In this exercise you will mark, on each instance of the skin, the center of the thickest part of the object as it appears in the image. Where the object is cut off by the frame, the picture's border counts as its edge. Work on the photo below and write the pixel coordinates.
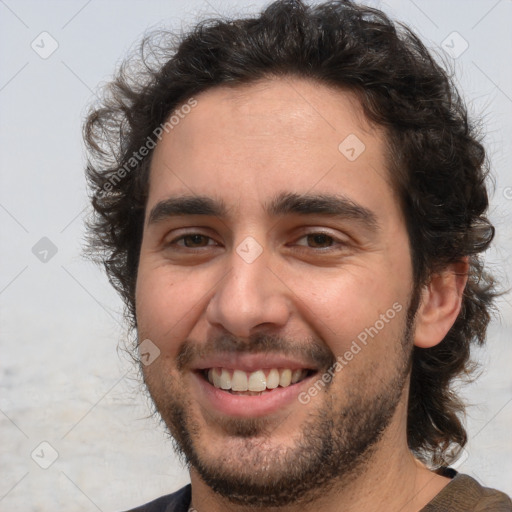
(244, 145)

————

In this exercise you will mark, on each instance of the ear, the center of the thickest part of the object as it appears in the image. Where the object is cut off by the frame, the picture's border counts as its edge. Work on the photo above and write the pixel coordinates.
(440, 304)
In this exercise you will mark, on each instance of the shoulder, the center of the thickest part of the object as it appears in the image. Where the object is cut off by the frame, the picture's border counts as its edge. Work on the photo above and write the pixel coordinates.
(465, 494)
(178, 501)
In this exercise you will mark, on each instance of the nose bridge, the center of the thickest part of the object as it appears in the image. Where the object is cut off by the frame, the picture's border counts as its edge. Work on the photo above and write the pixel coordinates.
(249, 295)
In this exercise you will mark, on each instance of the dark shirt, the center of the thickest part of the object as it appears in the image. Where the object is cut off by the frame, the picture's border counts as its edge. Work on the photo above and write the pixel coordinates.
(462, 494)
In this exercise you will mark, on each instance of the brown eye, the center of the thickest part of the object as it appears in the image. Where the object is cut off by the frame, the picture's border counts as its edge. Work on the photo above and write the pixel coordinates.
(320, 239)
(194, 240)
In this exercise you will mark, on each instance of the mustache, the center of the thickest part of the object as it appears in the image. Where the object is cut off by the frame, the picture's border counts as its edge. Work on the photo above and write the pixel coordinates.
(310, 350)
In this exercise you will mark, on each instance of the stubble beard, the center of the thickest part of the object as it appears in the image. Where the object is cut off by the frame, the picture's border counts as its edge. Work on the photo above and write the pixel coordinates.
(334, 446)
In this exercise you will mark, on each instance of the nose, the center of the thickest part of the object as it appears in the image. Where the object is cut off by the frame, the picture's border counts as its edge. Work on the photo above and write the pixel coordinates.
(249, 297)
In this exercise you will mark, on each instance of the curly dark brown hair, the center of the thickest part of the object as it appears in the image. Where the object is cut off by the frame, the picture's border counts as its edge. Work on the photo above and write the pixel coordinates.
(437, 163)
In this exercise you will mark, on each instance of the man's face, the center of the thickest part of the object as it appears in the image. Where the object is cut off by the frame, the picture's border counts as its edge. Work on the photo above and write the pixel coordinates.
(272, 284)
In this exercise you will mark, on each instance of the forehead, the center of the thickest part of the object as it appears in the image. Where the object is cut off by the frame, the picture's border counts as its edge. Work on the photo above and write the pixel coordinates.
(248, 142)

————

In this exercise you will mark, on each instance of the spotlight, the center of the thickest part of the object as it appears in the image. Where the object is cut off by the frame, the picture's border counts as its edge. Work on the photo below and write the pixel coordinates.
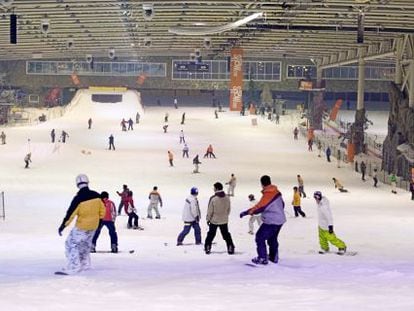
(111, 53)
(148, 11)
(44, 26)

————

### What is required
Which of the lines above contain the word "below"? Gather every one of them and copy each out in full.

### Completed exercise
In this exercise you will mark, on each instance of the skin, the center of the thickest part of the object as it appears in the image. Where the object is cut off by the frame, the picture's border counts as its edge. Work on the photo below and write the pixel coordinates.
In this exercise you will mark, on each instance of the spotlight, the center of the thickest part of the object as it appears in the image. Where the object is cut off by the frame, the picture's border counts as its edge. Work on the photo below and write the pixel coordinates.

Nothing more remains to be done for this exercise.